Copy out the final stretch of the listing: the line that contains "One point goes on every instance of the blurred window" and all lines after it, exactly as they appear.

- - -

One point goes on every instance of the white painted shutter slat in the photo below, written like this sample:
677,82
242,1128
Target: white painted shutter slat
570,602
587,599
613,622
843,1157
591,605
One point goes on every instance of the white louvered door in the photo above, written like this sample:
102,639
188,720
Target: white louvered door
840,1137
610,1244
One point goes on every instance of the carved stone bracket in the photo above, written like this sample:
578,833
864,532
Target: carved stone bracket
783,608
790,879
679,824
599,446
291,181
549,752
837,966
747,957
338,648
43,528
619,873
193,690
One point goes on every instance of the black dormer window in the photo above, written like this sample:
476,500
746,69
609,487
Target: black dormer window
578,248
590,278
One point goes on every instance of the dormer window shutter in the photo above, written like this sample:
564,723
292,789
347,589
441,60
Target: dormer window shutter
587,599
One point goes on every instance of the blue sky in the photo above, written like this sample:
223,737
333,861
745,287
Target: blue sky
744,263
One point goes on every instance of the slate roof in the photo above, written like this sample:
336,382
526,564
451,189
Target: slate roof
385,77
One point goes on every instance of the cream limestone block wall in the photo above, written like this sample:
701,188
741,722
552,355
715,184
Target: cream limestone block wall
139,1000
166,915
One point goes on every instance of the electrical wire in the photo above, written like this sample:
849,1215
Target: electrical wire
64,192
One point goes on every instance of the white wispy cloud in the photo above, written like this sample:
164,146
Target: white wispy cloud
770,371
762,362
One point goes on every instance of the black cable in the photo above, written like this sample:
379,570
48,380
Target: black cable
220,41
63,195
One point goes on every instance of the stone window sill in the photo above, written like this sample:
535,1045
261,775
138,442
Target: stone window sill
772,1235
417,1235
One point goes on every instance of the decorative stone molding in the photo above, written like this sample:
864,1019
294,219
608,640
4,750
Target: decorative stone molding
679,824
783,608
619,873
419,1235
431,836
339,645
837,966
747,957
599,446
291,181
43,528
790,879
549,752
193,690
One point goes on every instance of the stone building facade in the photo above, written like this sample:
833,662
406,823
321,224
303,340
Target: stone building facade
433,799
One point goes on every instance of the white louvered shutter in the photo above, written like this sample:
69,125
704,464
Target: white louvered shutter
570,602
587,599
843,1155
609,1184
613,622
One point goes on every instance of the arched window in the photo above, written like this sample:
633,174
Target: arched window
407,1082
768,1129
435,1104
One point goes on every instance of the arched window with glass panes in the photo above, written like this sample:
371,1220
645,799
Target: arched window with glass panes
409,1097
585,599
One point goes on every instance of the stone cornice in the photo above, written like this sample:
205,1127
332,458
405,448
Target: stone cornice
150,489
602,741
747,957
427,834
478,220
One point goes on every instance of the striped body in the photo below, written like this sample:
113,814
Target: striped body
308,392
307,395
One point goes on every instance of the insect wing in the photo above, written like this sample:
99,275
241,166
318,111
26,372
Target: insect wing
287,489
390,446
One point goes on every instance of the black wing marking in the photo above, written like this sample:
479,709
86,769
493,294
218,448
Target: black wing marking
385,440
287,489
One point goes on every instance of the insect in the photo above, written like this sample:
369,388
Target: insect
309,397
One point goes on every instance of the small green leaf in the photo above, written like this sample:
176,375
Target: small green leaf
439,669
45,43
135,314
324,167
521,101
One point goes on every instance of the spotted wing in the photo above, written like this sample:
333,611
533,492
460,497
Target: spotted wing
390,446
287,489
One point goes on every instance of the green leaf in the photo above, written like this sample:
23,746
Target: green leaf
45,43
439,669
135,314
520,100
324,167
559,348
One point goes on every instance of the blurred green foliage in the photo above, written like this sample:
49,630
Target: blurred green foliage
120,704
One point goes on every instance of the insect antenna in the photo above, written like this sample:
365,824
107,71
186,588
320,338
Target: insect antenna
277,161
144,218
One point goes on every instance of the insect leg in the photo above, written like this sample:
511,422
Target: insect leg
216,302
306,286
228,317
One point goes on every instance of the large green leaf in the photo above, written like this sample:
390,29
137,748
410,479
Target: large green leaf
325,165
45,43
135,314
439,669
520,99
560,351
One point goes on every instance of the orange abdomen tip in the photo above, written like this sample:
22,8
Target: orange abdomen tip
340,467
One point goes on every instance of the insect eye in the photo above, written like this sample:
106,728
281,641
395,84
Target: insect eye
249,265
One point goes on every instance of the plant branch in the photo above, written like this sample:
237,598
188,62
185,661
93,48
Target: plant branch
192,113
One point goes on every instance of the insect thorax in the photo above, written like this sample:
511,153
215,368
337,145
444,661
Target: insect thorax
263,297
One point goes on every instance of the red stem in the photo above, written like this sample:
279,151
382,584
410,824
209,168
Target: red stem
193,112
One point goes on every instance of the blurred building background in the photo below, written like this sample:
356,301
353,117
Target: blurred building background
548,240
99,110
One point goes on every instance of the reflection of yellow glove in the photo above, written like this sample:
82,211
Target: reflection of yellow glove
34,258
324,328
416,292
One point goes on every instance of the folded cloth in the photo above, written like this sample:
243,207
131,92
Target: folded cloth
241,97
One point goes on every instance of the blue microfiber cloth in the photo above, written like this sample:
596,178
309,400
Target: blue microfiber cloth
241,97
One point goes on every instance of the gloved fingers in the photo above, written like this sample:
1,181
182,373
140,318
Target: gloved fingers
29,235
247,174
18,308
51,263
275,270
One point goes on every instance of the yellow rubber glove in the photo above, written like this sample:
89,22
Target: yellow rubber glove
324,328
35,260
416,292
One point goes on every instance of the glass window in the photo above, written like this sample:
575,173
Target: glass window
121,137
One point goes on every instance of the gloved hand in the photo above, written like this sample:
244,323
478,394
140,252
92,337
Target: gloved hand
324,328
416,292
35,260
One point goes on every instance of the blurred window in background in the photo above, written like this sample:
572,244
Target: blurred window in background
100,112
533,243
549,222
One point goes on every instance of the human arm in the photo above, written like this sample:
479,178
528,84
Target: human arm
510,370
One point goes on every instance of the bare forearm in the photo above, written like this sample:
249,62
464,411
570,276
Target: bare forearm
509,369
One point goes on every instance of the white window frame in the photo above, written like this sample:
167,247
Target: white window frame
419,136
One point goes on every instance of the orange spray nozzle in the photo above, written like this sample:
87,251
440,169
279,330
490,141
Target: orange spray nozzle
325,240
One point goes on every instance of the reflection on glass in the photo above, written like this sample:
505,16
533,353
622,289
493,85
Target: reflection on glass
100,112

- - -

### SOLUTION FOR THIS EXERCISE
One point goes on every instance of the blurred window in background in the photo above, written like this sample:
572,244
Target: blurred window in background
100,112
533,243
549,222
One point goes on every instance of the human arm in the photo above, written like this sample:
479,178
528,84
Target: human arm
510,370
One point goes on every instance of the bare forearm in the photo above, written like this sample:
249,62
464,411
570,276
Target: bare forearm
509,369
One point goes on every instance of the white window frame in the photo above, written like this sample:
167,247
Target: white window frame
419,136
One point goes on every instance of the orange spray nozzle in the photo above, written like this sample:
87,251
440,169
279,330
490,141
Target: orange spray nozzle
325,240
One point goes on every instance of the reflection on glass in the photo above, written like this sample:
505,16
533,353
622,289
493,85
Target: reflection on glass
100,112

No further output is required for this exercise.